▶ **TEXT TO READ**
======
I then baked this mixture at about 180C for about 30 minutes, and kept it for two days before doing the next part, but the wait is probably optional!

To construct the crumble I chopped up the remaining half of a pineapple, and a couple of large pears into reasonably small pieces, and spread them over the base of a large baking dish.  Sprinkle with a decent handful of brown sugar (and add a little water if the fruit isn't very juicy), and then cover with the baked crumble topping mixture.  Now bake it again for about 30 minutes at 180C.  Hopefully it will turn out as something interesting!

Sunday, 22 July 2012

Tom's Swedish Tea Ring

This recipe comes from the Tassajara bread book. All the measurements are in cups as it is an American book. An approximate cup is an almost full 1lb honey jar (not so useful if you're not addicted to honey like me). It's not terribly important as long as you use the same cup throughout.



First; the yeasted pastry.
1 cup warm water
1 tablespoon yeast (I used fast action baking yeast)
2 tablespoons honey
1 egg
1½ cups white flour

Dissolve the honey in the water and add the yeast to it. Place the flour in a bowl and add the egg and watery ingredients. Beat well. Leave to prove for 30-60 minutes.
======
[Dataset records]
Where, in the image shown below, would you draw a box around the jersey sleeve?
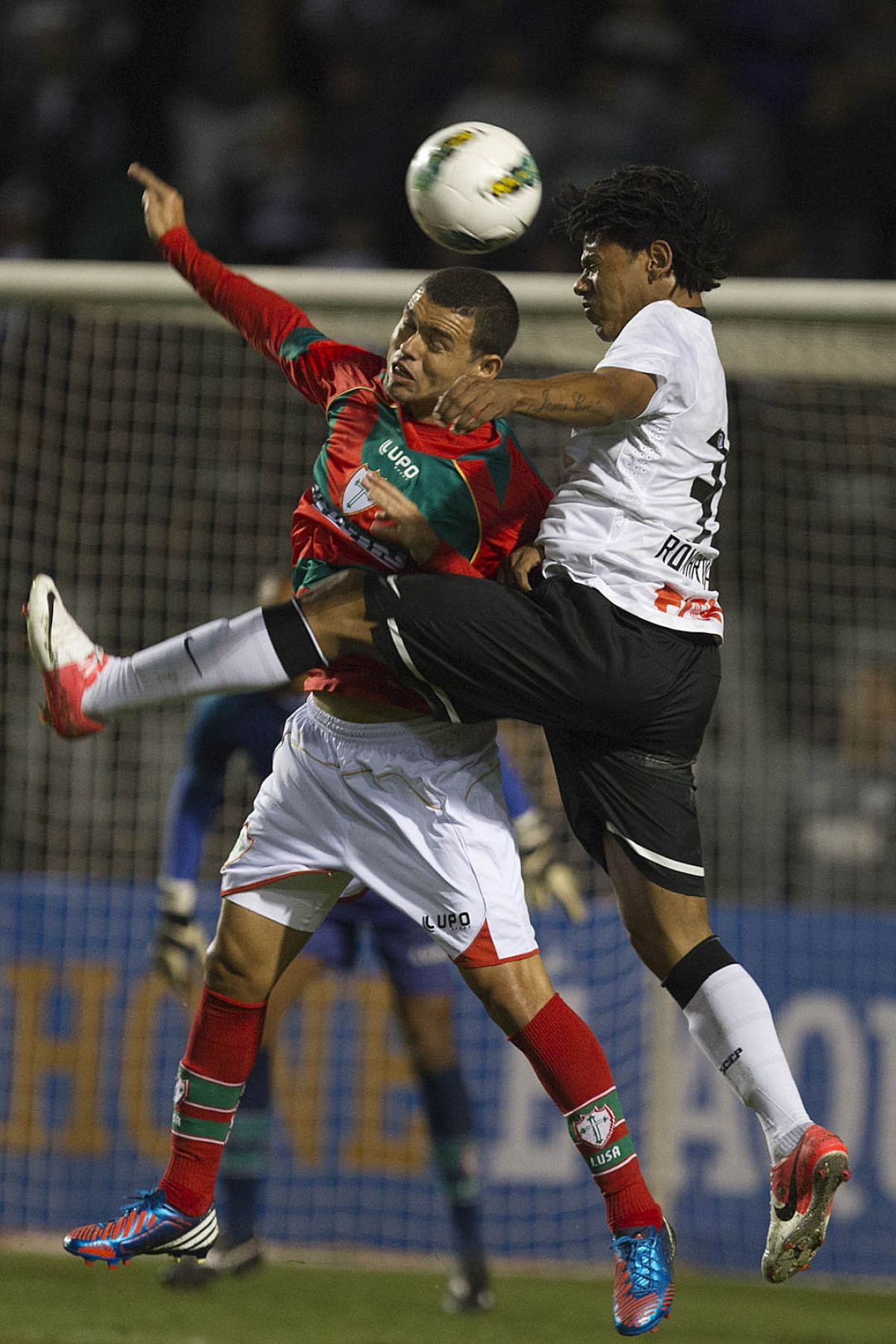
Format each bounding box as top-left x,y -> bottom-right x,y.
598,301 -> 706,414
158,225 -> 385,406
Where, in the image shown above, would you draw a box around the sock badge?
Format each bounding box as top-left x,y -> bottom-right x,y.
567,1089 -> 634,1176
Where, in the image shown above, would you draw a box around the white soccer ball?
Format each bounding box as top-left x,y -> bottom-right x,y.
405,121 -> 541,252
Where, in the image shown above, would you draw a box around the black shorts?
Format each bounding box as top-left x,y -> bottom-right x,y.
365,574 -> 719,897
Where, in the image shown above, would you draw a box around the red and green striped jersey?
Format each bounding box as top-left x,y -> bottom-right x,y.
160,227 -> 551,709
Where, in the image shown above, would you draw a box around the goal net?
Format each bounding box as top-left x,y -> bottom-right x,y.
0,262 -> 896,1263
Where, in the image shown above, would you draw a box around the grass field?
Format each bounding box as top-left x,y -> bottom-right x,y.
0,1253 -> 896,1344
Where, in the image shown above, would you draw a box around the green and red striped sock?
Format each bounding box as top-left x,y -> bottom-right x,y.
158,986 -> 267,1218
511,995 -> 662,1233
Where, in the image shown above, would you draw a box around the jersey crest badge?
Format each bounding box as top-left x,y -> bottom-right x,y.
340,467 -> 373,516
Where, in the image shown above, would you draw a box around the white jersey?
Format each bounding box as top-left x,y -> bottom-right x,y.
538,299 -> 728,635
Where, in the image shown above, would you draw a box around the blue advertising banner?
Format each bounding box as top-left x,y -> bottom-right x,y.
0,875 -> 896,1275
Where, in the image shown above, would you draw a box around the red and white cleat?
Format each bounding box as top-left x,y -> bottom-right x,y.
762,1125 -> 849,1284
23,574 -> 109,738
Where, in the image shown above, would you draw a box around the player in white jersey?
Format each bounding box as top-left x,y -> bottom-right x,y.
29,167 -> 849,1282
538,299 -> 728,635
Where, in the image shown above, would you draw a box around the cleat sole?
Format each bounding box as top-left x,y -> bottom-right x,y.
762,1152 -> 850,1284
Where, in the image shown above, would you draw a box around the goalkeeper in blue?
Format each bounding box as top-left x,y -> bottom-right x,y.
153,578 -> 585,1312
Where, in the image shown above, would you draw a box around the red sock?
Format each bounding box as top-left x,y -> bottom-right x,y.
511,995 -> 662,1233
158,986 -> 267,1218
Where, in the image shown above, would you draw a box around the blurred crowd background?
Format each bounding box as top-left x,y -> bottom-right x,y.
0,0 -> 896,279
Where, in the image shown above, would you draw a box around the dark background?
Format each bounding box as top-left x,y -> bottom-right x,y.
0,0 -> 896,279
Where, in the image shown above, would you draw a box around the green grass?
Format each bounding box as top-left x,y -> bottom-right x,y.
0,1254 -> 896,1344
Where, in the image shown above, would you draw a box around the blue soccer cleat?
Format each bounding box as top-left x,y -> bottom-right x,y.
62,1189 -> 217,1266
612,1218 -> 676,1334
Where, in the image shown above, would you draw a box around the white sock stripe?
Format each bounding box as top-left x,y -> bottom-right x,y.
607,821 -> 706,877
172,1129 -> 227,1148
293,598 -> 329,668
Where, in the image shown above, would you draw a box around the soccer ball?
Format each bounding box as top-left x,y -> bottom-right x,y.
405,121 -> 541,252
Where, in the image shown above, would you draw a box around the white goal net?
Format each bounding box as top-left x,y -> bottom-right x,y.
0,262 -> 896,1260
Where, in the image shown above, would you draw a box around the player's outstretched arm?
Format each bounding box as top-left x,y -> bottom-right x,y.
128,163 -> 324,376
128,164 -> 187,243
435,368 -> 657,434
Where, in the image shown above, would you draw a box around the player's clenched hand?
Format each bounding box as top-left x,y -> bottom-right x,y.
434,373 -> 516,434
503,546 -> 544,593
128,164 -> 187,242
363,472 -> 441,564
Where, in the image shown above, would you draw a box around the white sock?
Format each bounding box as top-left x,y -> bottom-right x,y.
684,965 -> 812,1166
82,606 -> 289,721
======
▶ **EXERCISE SET**
A) According to the recipe text, what book does the Swedish tea ring recipe come from?
B) Duplicate the recipe text between "First; the yeasted" and "for 30-60 minutes.", inclusive.
These lines play no part in the work.

▶ **SOLUTIONS BELOW**
A) The Tassajara bread book.

B)
First; the yeasted pastry.
1 cup warm water
1 tablespoon yeast (I used fast action baking yeast)
2 tablespoons honey
1 egg
1½ cups white flour

Dissolve the honey in the water and add the yeast to it. Place the flour in a bowl and add the egg and watery ingredients. Beat well. Leave to prove for 30-60 minutes.